Argued November 25, 1935
Decided January 7, 1936
Appeal from the Erie County Court.
Appeal from the Court of Special Sessions of the City of New York.
Samuel M. Fleischman for Sam Pieri, Joe Pieri, John Tronolone and Anthony Perna, appellants.
Harry G. Anderson, Sol A. Klein and Abraham H. Kesselman for Sam Berman, Barney Gambino, Irving Moskowitz, Irving Shanker and Oscar Shapiro, appellants.
Elvin N. Edwards, Leo Fishel, Maurice F. Cantor and Robert J. Fitzsimmons for Salvatore Arcidiaco and Salvatore Spitale, appellants.
Walter C. Newcomb, District Attorney ( W.J. Wetherbee and David F. Doyle of counsel), for respondent.
William F.X. Geoghan, District Attorney ( Ralph K. Jacobs of counsel), for respondent. William Copeland Dodge, District Attorney ( LeRoy Mandle and Felix C. Benvenga of counsel), for respondent.
Paul Windels, Corporation Counsel ( Paxton Blair, Seymour B. Quel and Ambrose J. Haddock of counsel), for Police Department of the City of New York, amicus curiae.
The appeal in these three cases challenges the constitutionality of subdivision 11 of section 722 of the Penal Law. As there appears to be some uncertainty as to the meaning of the section we must at the very beginning analyze its provisions to ascertain just what acts are made criminal. Section 722: "Any person who with intent to provoke a breach of the peace, or whereby a breach of the peace may be occasioned, commits any of the following acts shall be deemed to have committed the offense of disorderly conduct:
"* * * Who bears an evil reputation and with an unlawful purpose consorts with thieves and criminals * * * consorting with persons of like evil reputation, thieves or criminals shall be prima facie evidence that such consorting was for an unlawful purpose" (Subd. 11).

■ SHORT TASK A ■
Output the court opinion excerpt above exactly, word for word.

■ TASK INPUT ■

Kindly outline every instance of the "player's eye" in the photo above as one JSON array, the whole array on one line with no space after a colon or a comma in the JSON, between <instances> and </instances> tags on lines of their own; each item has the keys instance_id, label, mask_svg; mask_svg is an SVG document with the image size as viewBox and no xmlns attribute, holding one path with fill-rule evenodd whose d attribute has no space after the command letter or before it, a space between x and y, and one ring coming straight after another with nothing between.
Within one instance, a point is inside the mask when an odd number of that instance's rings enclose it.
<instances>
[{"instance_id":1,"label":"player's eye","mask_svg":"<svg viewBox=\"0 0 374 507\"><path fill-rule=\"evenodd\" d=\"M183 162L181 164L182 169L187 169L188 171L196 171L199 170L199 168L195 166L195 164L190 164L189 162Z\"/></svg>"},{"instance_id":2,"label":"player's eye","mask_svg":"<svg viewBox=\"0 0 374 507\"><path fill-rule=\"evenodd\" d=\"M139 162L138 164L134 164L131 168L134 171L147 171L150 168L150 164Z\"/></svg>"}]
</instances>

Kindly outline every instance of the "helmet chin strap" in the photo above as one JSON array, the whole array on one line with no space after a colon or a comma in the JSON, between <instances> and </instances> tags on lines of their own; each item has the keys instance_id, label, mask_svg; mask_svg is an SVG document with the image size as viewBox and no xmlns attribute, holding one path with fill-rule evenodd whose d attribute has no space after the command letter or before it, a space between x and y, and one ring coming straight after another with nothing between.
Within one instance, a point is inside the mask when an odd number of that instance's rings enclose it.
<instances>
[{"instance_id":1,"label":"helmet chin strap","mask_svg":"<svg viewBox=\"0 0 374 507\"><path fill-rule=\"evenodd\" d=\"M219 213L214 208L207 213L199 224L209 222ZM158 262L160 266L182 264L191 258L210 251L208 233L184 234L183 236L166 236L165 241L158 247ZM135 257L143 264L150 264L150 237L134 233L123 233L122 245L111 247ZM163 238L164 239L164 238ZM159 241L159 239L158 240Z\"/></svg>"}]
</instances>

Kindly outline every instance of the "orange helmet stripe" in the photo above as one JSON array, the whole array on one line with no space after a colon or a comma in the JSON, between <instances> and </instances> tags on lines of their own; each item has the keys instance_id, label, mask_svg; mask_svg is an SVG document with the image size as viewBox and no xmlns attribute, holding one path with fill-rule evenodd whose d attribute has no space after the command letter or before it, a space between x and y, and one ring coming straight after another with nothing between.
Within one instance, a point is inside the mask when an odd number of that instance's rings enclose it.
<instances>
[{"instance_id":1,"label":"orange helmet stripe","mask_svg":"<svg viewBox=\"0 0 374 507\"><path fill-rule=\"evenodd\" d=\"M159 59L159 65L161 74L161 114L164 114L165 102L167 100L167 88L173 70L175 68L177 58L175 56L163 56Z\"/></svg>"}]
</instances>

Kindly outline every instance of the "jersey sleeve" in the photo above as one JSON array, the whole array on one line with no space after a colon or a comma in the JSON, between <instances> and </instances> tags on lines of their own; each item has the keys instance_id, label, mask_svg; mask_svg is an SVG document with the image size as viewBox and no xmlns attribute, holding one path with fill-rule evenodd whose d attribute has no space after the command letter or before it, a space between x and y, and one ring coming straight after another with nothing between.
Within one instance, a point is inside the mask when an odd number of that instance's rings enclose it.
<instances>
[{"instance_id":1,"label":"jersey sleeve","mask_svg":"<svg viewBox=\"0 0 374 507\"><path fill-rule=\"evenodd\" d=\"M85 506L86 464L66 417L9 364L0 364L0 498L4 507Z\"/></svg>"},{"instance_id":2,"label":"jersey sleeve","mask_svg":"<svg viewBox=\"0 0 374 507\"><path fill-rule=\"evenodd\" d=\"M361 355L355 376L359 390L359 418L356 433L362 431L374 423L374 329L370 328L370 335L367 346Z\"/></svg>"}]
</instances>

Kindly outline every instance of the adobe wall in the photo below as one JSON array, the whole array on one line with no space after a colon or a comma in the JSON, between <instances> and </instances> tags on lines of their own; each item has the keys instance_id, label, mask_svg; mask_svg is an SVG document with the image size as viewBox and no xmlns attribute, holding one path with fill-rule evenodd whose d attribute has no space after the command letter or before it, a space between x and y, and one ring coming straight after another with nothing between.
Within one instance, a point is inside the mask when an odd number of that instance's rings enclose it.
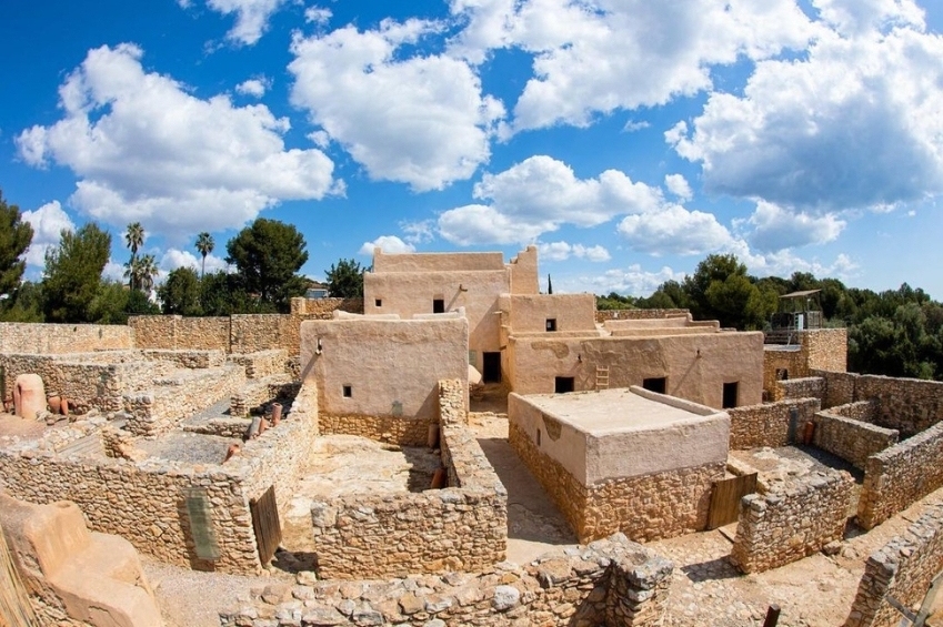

■ SHORT TASK B ■
From the listing above, return exactly the lines from the one containing "Kindly outline every instance of the adobe" through the end of the listing, both included, and leave out any pictures.

■ EXERCISE RESULT A ■
Argued November 25, 1935
Decided January 7, 1936
Appeal from the Erie County Court.
Appeal from the Court of Special Sessions of the City of New York.
Samuel M. Fleischman for Sam Pieri, Joe Pieri, John Tronolone and Anthony Perna, appellants.
Harry G. Anderson, Sol A. Klein and Abraham H. Kesselman for Sam Berman, Barney Gambino, Irving Moskowitz, Irving Shanker and Oscar Shapiro, appellants.
Elvin N. Edwards, Leo Fishel, Maurice F. Cantor and Robert J. Fitzsimmons for Salvatore Arcidiaco and Salvatore Spitale, appellants.
Walter C. Newcomb, District Attorney ( W.J. Wetherbee and David F. Doyle of counsel), for respondent.
William F.X. Geoghan, District Attorney ( Ralph K. Jacobs of counsel), for respondent. William Copeland Dodge, District Attorney ( LeRoy Mandle and Felix C. Benvenga of counsel), for respondent.
Paul Windels, Corporation Counsel ( Paxton Blair, Seymour B. Quel and Ambrose J. Haddock of counsel), for Police Department of the City of New York, amicus curiae.
The appeal in these three cases challenges the constitutionality of subdivision 11 of section 722 of the Penal Law. As there appears to be some uncertainty as to the meaning of the section we must at the very beginning analyze its provisions to ascertain just what acts are made criminal. Section 722: "Any person who with intent to provoke a breach of the peace, or whereby a breach of the peace may be occasioned, commits any of the following acts shall be deemed to have committed the offense of disorderly conduct:
"* * * Who bears an evil reputation and with an unlawful purpose consorts with thieves and criminals * * * consorting with persons of like evil reputation, thieves or criminals shall be prima facie evidence that such consorting was for an unlawful purpose" (Subd. 11).

■ EXERCISE RESULT B ■
Kindly outline every instance of the adobe wall in the photo below as one JSON array, the whole array on one line with no space after a colon or a comma in the JSON, between <instances> and </instances> tags on lines of their own; each item has the keys instance_id, label, mask_svg; mask_svg is an SVG document with the image size as viewBox and no xmlns attribute, holding one path with fill-rule evenodd whose d attribute has no space after the command letter or before it, a space between x and y, and one ring coming straight after another with nothing between.
Within one instance, a point is inside the mask when an odd number of that instance's rings enclose it.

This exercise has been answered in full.